■ **Deine Aufgabe**: Gib aus dem Text über die Trauer den Abschnitt zwischen „Ich hatte eine“ und „war drauf vorbereitet.“, beide eingeschlossen, wortgetreu wieder.

Ich frage meine Trauer:
Unbekannt
„Wie lange wirst du mich begleiten?“
„So lange, wie du deinen verstorbenen Menschen liebst und vermisst“ flüstert sie.
„Dann wirst du bis zu meinem Lebensende bei mir bleiben.“
Sollten wir nicht „langsam“ Übung haben? Übung diesen Tag im Jahr zu überstehen?
Sollte es nicht „einfacher“ werden?
Sollten wir nicht darauf vorbereitet sein?
Nein, Nein, Nein.
Mein Körper fing dieses Mal bereits zwei Wochen vorher an zu rebellieren.
Ich hatte eine leise Ahnung, dass es vielleicht mit dem heutigen Tag zu tun hat, aber ich dachte, ich bin gefasster denn je. Bin mir dessen Bewusst, was dieser Tag macht. Ich dachte, ich war drauf vorbereitet.
Vorbereitet auf die Emotionen. Die Gefühle. Die Sehnsucht. Die Wut. Ich dachte ich wäre darauf vorbereitet.
Ich schaue auf das Datum und es fühlt sich immer noch falsch an. Schaue auf die Uhr, und auch die zeigt die 11.
Dann, wenn der heutige Tag wieder vorbei ist, weiß ich, es geht weiter. Wie immer. Es geht einfach weiter.
Und im Hinterkopf bereite ich mich auf Weihnachten vor. Es ist ein hangeln von Ast zu Ast. Zwischendrin kann man sich kurz „ausruhen“ und dann geht es wieder weiter mit der Trauer, der Wut, der Angst.
Und zwischen den Pausen stehe ich mit mir selbst im Gericht.
Darf ich lachen, obwohl du nicht mehr hier bist?
Darf ich mich freuen, obwohl du fehlst?
Darf ich mir etwas „neues“ kaufen, was mir Freude bereitet, obwohl du weg bist?
Darf ich verreisen, obwohl du nicht mit fahren kannst?
Darf ich Spaß haben, obwohl du nicht dabei bist?
Darf ich dankbar sein, obwohl ich so sehr betrogen wurde?
Darf ich sagen, heute geht es mir gut, obwohl du einfach gegangen bist?
Darf ich glücklich sein, so ganz ohne dich?

■ **Datenauszug**:
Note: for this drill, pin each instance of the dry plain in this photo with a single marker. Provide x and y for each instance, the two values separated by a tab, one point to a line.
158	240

■ **Deine Antwort**:
Ich hatte eine leise Ahnung, dass es vielleicht mit dem heutigen Tag zu tun hat, aber ich dachte, ich bin gefasster denn je. Bin mir dessen Bewusst, was dieser Tag macht. Ich dachte, ich war drauf vorbereitet.